The problem: Write each entry again exactly as shown, but without the images it holds.

Information shown:
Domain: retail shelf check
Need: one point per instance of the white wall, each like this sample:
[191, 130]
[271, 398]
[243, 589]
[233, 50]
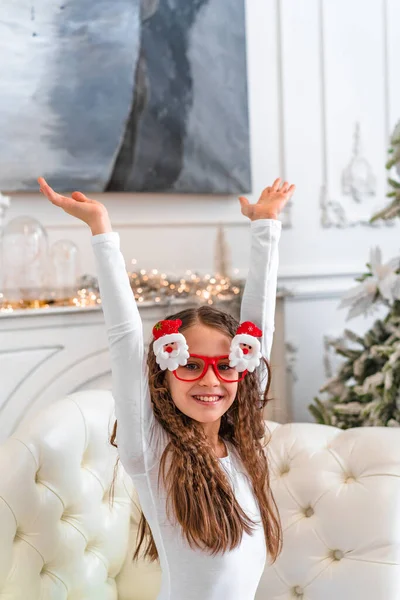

Solved problem:
Domain: retail shelf check
Need: one point per instance of the white wall, each like this sample:
[191, 130]
[271, 398]
[243, 589]
[233, 50]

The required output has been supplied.